>> BEGIN

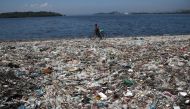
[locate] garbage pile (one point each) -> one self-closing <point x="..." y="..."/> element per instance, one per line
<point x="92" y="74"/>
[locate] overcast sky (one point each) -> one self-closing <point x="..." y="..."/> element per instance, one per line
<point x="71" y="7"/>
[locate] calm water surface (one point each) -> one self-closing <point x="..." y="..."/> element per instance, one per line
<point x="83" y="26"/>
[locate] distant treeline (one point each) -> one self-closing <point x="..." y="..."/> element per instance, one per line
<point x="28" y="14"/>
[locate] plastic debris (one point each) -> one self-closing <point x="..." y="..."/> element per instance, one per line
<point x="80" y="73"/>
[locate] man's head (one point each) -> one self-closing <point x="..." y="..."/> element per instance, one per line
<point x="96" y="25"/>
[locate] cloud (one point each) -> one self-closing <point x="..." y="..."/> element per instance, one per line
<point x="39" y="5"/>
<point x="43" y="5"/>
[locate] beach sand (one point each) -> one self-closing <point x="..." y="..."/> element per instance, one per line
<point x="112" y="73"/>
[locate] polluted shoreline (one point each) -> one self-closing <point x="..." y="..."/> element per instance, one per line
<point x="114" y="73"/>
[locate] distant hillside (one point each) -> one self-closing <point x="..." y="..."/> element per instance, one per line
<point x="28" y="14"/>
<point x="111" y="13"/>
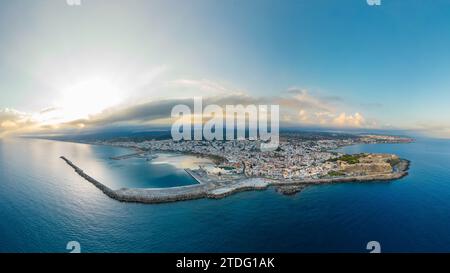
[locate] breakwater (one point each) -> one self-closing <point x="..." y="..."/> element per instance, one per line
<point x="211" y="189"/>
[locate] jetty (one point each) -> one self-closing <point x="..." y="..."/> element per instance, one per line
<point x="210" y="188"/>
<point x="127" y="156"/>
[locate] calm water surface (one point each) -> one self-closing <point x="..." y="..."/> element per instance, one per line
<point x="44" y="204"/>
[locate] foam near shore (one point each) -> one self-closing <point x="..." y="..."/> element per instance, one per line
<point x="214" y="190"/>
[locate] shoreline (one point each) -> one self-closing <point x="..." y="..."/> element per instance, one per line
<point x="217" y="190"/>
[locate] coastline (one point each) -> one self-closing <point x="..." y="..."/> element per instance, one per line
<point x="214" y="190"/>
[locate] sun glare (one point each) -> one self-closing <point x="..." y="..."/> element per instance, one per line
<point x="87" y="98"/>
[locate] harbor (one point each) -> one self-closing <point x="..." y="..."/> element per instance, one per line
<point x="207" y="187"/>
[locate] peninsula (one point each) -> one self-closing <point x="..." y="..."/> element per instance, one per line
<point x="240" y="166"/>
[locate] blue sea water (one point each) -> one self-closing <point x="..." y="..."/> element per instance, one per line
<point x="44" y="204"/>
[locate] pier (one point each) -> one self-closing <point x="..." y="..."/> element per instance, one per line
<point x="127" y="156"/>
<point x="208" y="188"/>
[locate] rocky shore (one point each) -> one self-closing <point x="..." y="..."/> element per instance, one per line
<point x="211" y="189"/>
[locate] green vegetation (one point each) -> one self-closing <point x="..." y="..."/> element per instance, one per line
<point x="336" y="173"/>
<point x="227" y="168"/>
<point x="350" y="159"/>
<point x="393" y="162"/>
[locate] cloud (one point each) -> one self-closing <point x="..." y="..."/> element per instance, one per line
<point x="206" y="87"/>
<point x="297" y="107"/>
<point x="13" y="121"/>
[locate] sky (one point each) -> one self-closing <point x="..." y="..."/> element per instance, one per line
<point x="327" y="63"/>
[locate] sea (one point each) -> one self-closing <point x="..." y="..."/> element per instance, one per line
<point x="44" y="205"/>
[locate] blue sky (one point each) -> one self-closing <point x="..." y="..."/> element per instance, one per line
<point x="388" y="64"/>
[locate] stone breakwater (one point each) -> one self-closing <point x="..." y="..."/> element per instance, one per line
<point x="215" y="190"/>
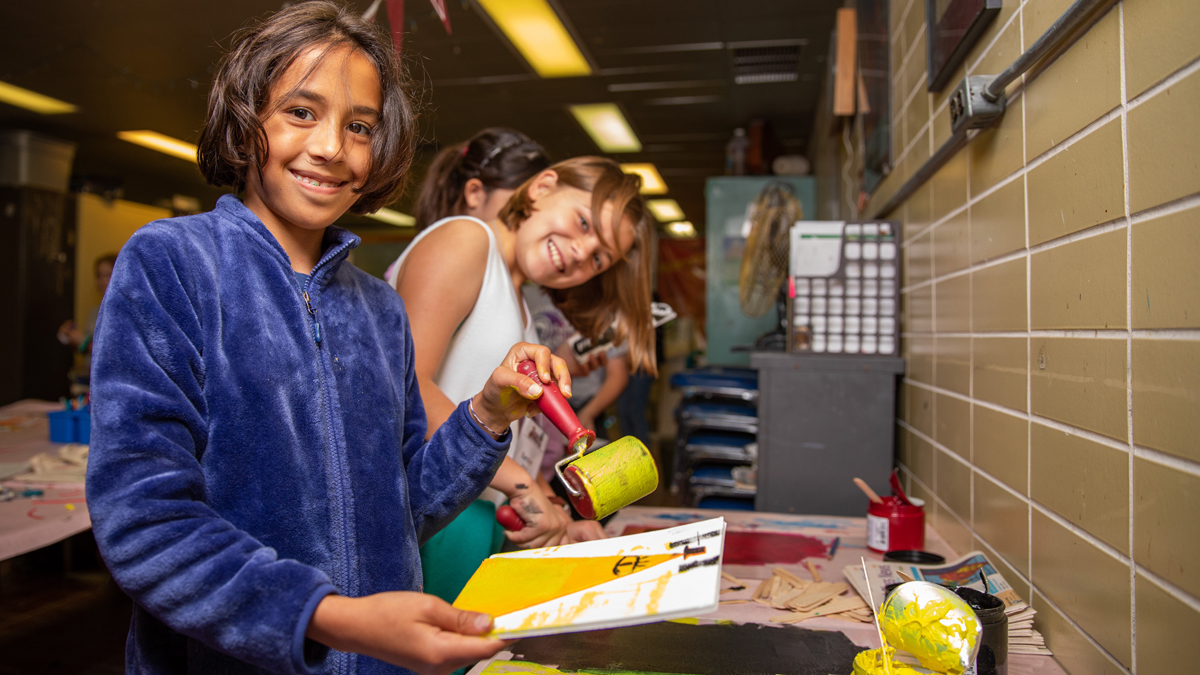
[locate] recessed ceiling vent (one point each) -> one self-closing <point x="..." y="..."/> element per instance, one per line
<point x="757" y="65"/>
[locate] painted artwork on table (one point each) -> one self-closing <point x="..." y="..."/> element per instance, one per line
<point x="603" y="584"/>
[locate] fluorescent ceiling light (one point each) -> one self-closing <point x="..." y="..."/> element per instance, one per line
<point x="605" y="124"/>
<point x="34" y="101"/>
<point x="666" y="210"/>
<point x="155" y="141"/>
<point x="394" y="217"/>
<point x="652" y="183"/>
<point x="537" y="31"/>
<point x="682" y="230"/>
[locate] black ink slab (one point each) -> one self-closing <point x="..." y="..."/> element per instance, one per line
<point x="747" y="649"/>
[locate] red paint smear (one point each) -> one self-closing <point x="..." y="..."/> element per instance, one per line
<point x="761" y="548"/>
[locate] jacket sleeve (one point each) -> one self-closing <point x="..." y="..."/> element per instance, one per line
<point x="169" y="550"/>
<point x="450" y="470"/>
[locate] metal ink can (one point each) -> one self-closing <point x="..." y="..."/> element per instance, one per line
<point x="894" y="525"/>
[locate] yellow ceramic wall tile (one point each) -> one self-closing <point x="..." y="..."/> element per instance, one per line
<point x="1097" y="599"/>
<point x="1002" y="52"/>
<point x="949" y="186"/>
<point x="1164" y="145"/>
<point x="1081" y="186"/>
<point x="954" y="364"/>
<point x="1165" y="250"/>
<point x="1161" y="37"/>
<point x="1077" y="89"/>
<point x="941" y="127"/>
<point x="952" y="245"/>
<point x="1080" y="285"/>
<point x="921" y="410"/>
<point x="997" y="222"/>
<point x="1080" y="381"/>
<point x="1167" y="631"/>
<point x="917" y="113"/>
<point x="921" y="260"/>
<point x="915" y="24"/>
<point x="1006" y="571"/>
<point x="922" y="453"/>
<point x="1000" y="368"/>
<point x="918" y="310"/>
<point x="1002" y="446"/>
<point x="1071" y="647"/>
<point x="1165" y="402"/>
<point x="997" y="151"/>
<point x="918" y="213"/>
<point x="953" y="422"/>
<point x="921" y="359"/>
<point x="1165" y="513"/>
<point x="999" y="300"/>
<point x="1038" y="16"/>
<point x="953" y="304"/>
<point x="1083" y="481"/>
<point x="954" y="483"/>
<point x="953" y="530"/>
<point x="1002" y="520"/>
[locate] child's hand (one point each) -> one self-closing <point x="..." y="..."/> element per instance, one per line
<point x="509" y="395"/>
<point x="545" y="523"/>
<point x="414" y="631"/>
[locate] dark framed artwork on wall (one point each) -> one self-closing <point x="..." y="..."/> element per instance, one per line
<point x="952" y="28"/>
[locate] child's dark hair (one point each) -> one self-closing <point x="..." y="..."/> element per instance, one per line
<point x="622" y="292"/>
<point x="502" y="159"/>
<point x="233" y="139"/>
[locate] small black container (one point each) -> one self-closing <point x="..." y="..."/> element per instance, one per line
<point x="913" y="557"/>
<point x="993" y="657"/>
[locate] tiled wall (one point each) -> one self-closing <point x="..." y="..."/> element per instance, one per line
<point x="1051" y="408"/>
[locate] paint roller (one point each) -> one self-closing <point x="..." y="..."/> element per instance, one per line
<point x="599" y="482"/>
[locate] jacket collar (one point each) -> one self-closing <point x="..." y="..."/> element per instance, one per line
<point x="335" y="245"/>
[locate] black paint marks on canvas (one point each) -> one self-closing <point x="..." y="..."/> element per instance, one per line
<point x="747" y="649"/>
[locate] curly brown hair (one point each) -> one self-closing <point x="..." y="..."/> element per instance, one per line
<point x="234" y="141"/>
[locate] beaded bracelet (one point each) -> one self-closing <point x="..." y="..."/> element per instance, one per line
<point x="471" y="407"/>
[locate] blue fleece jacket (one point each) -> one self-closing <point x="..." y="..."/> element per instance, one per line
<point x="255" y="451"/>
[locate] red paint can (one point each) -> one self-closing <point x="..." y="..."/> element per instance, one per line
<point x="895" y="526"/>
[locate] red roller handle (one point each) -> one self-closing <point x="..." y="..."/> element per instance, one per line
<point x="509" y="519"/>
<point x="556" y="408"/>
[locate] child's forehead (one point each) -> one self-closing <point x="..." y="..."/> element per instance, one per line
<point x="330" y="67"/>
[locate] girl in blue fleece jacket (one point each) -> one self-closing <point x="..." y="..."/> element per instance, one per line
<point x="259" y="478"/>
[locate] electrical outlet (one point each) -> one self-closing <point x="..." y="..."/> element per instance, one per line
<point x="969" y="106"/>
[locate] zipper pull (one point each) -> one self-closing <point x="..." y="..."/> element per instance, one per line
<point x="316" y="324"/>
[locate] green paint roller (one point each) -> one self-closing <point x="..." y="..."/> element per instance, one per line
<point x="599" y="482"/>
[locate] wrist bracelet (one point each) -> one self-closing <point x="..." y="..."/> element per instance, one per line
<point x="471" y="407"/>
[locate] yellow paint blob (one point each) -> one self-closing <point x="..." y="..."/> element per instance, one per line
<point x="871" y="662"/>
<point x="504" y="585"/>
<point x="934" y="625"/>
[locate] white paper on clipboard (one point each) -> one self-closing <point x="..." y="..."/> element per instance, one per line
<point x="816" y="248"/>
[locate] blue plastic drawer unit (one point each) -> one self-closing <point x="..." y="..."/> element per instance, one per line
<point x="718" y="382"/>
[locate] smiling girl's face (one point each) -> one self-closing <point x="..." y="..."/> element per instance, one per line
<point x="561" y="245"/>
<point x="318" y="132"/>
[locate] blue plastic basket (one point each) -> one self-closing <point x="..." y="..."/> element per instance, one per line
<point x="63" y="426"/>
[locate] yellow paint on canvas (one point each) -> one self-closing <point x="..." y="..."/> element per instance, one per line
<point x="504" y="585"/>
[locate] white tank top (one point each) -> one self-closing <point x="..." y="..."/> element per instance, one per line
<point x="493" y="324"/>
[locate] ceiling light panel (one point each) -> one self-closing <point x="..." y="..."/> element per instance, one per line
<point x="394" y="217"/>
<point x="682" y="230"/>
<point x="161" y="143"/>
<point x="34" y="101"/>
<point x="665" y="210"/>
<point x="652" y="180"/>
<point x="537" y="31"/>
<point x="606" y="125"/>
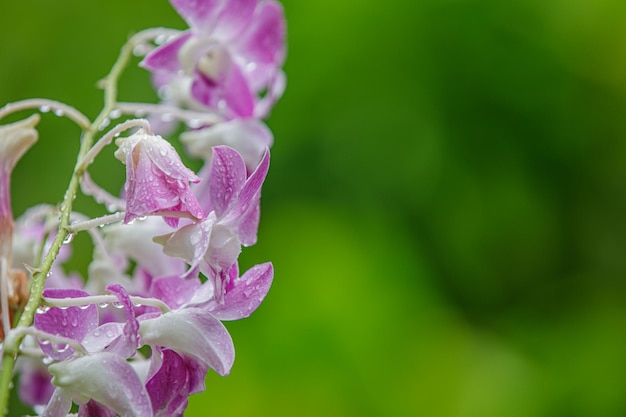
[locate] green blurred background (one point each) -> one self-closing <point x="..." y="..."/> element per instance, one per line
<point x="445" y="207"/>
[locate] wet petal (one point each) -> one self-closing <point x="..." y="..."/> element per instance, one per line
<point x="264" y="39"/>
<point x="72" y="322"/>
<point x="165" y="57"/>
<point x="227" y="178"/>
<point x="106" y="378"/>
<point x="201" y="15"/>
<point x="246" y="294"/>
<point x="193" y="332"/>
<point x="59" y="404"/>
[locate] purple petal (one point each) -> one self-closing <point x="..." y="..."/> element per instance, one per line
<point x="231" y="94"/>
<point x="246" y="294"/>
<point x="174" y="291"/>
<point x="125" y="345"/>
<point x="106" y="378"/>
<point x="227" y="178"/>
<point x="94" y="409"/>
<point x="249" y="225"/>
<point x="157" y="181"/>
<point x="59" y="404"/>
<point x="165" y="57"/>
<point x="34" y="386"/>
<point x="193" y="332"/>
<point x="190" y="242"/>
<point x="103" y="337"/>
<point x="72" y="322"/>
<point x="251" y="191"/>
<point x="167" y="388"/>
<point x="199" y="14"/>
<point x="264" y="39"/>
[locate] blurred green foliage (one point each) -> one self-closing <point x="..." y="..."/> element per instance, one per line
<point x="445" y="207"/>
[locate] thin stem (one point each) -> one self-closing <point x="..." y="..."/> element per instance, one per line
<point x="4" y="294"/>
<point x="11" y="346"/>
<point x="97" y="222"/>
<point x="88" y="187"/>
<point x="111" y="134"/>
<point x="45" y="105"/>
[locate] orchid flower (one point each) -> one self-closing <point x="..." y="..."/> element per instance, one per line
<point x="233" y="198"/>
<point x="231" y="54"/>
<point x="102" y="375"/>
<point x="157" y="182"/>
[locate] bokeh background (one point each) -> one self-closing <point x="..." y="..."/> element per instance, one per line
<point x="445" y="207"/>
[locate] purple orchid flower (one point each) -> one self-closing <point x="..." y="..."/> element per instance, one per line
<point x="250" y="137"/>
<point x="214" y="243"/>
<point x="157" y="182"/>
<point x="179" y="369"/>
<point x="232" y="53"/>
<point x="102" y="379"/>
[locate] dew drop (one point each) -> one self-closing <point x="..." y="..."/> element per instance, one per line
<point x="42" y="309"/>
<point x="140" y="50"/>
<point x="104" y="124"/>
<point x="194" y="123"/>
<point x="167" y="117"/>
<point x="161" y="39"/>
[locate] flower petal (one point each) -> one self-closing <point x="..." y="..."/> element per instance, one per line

>> END

Give back, unchanged, every line from the one with "[locate] dew drop" to the end of the entries above.

[locate] dew drop (one point each) -> one self-closing <point x="..." y="..."/> element per instance, one per line
<point x="42" y="309"/>
<point x="140" y="50"/>
<point x="104" y="124"/>
<point x="194" y="123"/>
<point x="167" y="117"/>
<point x="161" y="39"/>
[locate] flower petal (one point each) -> one self-closing <point x="..." y="..."/> element per instance, one per line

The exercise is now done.